Written problem —
Repeat the records below word for word, leaving out the pictures.
*** Records for this exercise ***
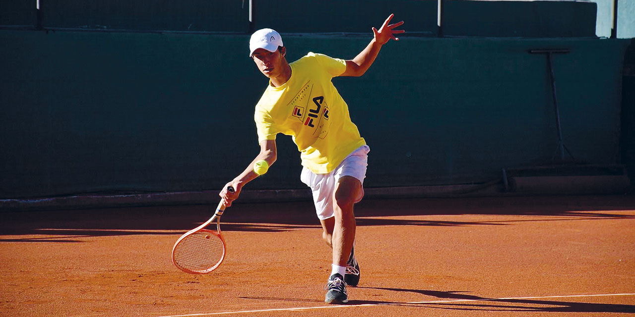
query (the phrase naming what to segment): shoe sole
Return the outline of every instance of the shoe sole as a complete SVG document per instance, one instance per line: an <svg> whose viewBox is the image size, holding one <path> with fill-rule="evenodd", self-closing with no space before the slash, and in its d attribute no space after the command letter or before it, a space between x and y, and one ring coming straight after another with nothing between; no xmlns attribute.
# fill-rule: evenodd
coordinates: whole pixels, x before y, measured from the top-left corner
<svg viewBox="0 0 635 317"><path fill-rule="evenodd" d="M326 304L346 304L346 303L349 302L349 299L344 299L344 301L340 301L339 299L334 298L334 299L331 299L330 301L329 301L328 299L326 299L326 300L324 300L324 302L326 302Z"/></svg>
<svg viewBox="0 0 635 317"><path fill-rule="evenodd" d="M344 297L344 298L342 298ZM344 296L329 296L329 294L326 294L326 297L324 300L324 302L326 304L346 304L349 302L348 296L345 295Z"/></svg>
***
Solution to this task —
query (the phrase naming what to segment): shoe sole
Return the outline of every instance of the shoe sole as a complete SVG document per instance, one instance per line: an <svg> whose viewBox is the image size, holding one <path> with fill-rule="evenodd", self-closing with no space before the slash, and in its d attribute no space after the command letter or before it, a space between x and y, and one ring coming straight after another with nothing between; no xmlns attribute.
# fill-rule: evenodd
coordinates: whole pixels, x before y, measured from the top-left corner
<svg viewBox="0 0 635 317"><path fill-rule="evenodd" d="M326 304L346 304L346 303L349 302L349 299L344 299L344 301L340 301L339 299L334 298L334 299L331 299L330 301L329 301L328 299L326 299L326 300L324 300L324 302L326 302Z"/></svg>
<svg viewBox="0 0 635 317"><path fill-rule="evenodd" d="M344 297L344 298L342 298ZM344 296L329 296L329 294L326 294L326 297L324 300L324 302L326 304L346 304L349 302L348 296L345 295Z"/></svg>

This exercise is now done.